_WHAT TO DO_. Find "Where can the neighboring house be" in the records that follow; print that line and each subsequent line through the last one, verbatim and with nothing added.

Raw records
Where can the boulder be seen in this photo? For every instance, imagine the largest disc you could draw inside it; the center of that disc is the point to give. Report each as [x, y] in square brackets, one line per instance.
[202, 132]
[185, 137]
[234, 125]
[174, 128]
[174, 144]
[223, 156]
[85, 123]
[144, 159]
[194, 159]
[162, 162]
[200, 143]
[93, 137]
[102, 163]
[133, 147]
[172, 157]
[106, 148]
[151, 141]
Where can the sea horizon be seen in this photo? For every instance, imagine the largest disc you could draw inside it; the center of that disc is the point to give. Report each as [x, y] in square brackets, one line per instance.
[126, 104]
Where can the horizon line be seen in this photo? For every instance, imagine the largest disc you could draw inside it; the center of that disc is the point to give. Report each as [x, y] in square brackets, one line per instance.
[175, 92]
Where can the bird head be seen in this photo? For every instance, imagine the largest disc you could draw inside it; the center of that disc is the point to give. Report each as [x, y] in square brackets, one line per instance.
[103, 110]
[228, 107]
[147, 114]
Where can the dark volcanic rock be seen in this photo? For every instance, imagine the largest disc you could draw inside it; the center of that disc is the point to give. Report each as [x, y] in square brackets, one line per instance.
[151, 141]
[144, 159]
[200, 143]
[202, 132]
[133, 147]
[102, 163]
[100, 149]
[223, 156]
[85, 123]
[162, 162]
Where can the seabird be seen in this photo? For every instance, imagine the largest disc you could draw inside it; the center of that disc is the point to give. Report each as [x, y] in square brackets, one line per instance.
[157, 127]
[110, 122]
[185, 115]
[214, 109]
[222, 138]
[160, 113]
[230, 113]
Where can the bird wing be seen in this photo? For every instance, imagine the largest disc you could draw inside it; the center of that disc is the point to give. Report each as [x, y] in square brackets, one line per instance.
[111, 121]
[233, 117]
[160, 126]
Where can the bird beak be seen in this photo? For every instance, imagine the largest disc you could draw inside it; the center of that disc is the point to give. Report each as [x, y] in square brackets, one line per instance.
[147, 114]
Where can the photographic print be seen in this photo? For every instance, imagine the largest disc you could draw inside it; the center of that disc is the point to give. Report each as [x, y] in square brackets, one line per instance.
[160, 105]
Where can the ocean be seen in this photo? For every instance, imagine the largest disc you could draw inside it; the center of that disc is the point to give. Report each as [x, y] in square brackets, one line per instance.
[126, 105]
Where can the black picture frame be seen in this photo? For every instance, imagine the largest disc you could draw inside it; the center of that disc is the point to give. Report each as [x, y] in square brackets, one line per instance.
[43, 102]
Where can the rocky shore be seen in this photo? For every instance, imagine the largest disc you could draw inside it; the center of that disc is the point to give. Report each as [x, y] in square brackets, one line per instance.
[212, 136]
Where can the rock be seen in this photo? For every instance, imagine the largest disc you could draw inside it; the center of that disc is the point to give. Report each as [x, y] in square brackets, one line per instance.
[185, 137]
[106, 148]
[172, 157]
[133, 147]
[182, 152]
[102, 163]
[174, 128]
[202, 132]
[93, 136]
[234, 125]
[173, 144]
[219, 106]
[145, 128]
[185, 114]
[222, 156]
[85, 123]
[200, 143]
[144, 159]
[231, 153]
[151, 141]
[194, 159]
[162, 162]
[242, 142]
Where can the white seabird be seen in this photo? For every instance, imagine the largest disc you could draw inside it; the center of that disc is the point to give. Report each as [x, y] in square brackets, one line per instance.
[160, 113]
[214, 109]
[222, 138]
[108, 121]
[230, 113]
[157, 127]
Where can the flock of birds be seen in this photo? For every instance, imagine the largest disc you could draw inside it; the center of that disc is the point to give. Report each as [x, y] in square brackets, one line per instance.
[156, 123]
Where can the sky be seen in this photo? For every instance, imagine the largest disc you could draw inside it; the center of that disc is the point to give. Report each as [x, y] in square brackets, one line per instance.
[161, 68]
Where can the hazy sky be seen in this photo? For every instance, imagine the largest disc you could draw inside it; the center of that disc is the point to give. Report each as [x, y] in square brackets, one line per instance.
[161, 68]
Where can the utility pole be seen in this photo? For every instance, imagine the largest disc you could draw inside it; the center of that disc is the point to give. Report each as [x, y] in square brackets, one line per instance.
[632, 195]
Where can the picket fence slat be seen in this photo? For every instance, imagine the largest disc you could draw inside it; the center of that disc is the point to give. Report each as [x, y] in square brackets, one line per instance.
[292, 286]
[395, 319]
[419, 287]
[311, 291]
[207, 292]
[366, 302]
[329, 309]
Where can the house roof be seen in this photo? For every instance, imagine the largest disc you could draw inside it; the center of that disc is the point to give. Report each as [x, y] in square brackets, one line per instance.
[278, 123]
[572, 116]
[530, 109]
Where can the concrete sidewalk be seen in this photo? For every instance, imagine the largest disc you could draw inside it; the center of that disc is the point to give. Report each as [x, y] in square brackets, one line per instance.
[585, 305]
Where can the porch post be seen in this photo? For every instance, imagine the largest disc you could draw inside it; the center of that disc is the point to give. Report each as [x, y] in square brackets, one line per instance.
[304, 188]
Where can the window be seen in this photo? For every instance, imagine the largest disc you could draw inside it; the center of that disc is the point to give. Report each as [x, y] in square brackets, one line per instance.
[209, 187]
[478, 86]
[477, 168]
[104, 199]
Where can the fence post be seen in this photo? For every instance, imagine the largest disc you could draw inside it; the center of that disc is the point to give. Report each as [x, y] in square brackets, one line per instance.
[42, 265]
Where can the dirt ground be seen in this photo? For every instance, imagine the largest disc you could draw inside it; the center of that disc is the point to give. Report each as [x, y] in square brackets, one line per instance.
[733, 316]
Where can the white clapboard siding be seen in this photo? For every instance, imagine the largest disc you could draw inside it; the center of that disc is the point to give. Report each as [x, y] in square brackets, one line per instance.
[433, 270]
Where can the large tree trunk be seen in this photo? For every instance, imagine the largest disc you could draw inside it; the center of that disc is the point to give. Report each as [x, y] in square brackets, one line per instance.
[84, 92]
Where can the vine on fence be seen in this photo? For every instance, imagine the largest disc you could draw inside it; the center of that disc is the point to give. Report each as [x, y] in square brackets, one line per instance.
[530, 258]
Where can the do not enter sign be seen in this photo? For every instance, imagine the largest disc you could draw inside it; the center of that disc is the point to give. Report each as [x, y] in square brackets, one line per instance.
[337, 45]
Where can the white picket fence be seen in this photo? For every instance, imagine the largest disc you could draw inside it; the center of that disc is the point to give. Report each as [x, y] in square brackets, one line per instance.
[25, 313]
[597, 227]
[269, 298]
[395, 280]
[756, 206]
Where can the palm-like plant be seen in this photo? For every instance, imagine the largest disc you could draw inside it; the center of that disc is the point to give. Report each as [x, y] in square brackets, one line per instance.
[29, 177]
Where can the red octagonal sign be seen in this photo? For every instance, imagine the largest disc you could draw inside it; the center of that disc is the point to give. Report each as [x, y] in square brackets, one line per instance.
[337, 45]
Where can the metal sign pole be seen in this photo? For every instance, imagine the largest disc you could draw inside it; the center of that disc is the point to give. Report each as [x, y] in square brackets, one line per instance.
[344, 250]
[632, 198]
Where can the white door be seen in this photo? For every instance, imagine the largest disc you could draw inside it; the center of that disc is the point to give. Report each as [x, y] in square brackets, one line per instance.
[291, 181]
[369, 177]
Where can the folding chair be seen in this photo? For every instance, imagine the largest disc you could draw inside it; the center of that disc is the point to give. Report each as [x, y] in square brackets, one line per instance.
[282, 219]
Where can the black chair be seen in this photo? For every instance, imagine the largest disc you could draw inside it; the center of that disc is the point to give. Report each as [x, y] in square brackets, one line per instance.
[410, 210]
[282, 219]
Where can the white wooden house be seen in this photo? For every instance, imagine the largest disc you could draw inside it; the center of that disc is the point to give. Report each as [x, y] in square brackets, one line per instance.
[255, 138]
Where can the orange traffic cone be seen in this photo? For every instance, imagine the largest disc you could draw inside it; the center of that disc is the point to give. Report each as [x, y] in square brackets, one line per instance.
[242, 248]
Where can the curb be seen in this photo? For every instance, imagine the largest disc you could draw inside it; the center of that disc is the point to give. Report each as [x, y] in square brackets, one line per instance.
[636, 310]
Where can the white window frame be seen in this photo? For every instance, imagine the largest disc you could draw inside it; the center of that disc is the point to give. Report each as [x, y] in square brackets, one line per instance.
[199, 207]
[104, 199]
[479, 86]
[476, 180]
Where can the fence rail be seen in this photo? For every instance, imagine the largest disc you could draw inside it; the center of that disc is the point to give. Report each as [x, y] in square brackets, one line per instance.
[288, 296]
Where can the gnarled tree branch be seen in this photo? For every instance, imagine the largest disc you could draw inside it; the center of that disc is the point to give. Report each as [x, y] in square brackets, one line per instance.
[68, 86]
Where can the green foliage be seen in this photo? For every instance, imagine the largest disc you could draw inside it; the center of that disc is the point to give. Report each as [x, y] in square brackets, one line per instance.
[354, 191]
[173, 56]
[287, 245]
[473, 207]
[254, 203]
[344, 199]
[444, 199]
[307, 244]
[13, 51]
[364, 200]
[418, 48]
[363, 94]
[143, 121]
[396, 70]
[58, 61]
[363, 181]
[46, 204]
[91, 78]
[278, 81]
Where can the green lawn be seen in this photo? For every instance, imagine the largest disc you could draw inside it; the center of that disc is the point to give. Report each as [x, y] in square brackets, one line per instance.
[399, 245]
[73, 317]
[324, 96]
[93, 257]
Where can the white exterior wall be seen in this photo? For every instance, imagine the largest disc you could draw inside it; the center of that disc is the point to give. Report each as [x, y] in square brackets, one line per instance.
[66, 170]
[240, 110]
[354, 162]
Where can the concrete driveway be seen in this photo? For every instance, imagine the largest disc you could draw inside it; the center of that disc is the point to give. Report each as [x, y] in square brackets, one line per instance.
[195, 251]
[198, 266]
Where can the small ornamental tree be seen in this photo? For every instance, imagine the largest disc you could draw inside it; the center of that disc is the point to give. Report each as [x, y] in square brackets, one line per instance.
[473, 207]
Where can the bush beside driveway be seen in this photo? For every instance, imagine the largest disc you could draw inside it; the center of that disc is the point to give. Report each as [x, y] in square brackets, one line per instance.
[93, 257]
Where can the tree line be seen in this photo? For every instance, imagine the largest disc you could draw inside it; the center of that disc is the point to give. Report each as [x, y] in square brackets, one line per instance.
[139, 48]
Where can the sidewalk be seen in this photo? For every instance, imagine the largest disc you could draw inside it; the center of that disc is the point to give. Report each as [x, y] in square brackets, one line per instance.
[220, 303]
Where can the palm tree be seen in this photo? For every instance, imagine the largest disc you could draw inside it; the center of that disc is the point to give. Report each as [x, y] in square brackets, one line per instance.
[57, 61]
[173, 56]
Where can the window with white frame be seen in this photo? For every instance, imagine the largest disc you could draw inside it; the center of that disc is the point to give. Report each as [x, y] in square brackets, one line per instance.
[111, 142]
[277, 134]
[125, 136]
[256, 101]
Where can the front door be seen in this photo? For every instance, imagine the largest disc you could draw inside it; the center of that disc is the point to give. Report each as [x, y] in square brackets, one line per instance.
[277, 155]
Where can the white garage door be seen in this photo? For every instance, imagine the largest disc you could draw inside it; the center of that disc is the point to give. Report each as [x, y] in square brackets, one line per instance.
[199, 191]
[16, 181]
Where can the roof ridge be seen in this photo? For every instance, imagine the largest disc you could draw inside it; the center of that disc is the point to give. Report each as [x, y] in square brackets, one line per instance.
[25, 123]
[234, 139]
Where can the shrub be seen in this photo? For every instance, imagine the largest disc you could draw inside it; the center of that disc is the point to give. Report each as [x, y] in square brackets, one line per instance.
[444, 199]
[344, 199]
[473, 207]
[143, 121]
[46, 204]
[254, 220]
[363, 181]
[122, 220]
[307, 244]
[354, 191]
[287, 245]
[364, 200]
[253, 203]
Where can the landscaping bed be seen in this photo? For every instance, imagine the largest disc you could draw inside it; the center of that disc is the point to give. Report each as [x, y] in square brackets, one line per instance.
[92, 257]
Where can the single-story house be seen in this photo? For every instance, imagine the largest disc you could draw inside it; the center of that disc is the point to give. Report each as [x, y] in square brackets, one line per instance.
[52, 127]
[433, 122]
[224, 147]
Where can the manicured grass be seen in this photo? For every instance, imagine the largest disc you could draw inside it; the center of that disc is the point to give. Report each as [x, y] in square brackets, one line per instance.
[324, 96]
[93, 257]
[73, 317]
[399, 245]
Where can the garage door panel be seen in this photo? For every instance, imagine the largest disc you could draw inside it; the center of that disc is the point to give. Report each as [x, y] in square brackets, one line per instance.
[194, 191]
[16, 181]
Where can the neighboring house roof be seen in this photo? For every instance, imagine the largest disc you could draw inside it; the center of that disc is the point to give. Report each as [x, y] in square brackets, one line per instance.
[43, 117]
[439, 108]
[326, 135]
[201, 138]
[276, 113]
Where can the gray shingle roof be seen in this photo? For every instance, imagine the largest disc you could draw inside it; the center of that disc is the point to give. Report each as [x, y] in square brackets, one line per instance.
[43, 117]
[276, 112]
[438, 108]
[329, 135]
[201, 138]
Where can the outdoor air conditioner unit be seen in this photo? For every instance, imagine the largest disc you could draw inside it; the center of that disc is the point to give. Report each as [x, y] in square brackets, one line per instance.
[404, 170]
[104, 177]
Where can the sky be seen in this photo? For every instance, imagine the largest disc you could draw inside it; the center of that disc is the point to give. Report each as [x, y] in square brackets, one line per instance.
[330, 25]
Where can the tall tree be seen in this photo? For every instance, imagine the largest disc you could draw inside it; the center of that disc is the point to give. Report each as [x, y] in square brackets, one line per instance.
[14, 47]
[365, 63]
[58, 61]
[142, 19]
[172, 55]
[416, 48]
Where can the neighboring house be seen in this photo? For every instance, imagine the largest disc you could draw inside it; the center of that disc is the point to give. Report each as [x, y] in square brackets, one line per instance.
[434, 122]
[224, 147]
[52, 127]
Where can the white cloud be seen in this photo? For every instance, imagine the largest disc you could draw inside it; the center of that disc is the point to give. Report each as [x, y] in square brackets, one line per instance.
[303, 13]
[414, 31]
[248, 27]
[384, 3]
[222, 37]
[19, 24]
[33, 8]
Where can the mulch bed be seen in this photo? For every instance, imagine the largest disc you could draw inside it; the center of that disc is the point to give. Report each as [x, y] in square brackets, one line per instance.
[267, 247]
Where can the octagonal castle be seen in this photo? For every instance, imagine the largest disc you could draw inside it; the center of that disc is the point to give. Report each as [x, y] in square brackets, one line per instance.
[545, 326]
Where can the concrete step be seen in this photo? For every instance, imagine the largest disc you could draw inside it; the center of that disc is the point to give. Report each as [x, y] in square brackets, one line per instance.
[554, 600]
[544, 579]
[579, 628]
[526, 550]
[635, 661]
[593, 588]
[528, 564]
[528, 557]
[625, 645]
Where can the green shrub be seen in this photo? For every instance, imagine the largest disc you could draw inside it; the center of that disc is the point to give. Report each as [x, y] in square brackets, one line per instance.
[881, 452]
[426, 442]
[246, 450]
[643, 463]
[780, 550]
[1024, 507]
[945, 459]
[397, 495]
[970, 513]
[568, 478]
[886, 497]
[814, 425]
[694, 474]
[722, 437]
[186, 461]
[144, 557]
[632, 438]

_SOLUTION TO THIS TASK_.
Where can the neighboring house be seen in this photo? For every instance, imagine the largest disc you could draw inside it; the center of that disc is the point to give. Report each as [x, y] in square brackets, one line per instance.
[434, 122]
[224, 147]
[52, 127]
Where can the white cloud be seen in this photo? For every instance, imagine the largest disc you could draw inside it; the center of that disc is the point to give. Report each as [x, y] in square brackets, one line per instance.
[303, 13]
[414, 31]
[248, 27]
[384, 3]
[222, 37]
[19, 24]
[33, 8]
Where can the mulch bed be seen in this photo? For every instance, imagine the largest disc you could draw inside it; the center of that disc is the point to give. Report each as [x, y] in square brackets, one line per instance.
[267, 247]
Where can the octagonal castle be seen in this photo? For every instance, imagine the largest disc you could draw inside it; the center of that disc is the point to give. Report each as [x, y] in square brackets, one line per instance.
[545, 326]
Where can the concrete step be seen in this photo? For every instance, imagine the largest disc you could draw inside it; the center of that disc is the point to give. Report each as [x, y] in square brackets, one line per instance.
[554, 600]
[544, 579]
[579, 628]
[526, 550]
[635, 661]
[593, 588]
[528, 564]
[528, 557]
[625, 645]
Where can the green shrub be seen in this photo? For every instance, imagine the largest disc you could draw inside it; the center of that disc is the point to give. Report each as [x, y] in square brackets, one line per instance.
[881, 452]
[426, 442]
[246, 450]
[643, 463]
[780, 550]
[1024, 507]
[945, 459]
[397, 495]
[970, 513]
[568, 478]
[886, 497]
[814, 425]
[694, 474]
[722, 437]
[186, 461]
[144, 557]
[632, 438]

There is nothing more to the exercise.